* _CONSIGNA 1_: Resume en dos oraciones el fragmento sobre la relación entre Bergoglio y los Kirchner.
* _CONSIGNA 2_: Retoma el texto sobre Bergoglio y los Kirchner y escribe su continuación a partir de la última oración.

* _FRAGMENTO PROPORCIONADO_:
^^^^
La Dueña lloró compulsivamente frente al Papa. Sus lágrimas fueron la expresión de su profundo conflicto moral y emocional. El Papa Francisco fue la más gigantesca derrota del kirchnerismo en el poder.
Néstor consideraba a Jorge Bergoglio como el jefe de la oposición. Y ordenó lapidarlo periodísticamente. Tras el distanciamiento decidido por Kirchner, comenzó la tarea de demolición propagandística.
La relación de Bergoglio con los Kirchner no se fracturó por las diferencias manifiestas en torno a la visión del matrimonio gay o el aborto. Sino por otra cosa: el cardenal percibió con nitidez la descalificación y la estigmatización de todo aquel que no profesara la fe kirchnerista.
La sangre, sin embargo, no llegó al río.
^^^^
* _EXTRACTO DE DATOS_:

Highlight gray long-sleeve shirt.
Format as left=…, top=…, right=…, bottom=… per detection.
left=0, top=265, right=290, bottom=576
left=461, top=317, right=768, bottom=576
^^^^
* _RESULTADO DEL EJERCICIO 1_: La Dueña lloró compulsivamente frente al Papa, y el Papa Francisco fue la mayor derrota del kirchnerismo en el poder. Néstor veía a Bergoglio como jefe de la oposición y ordenó atacarlo periodísticamente, pero la relación se fracturó porque el cardenal percibió la descalificación y la estigmatización de quien no profesara la fe kirchnerista.

* _RESULTADO DEL EJERCICIO 2_:
Cristina, a la vez, es católica. Hay un cura en El Calafate que es su confesor. Y que siempre estuvo cerca de Ella. Es quien la asistió espiritualmente cuando murió Néstor. Se llama “Lito” Álvarez, el párroco de su lugar en el mundo.
Ella demostró muchas veces, y claramente, su religiosidad. Más en privado que en público. Pero nunca se sintió cómoda guerreando políticamente con la Iglesia.
Curiosamente, fue Horacio Verbitsky, el periodista más crítico de Bergoglio, el que escribió la crónica de la consolación espiritual que recibió Cristina de parte de tres sacerdotes, entre ellos Lito Álvarez, por supuesto, tras la muerte de Néstor.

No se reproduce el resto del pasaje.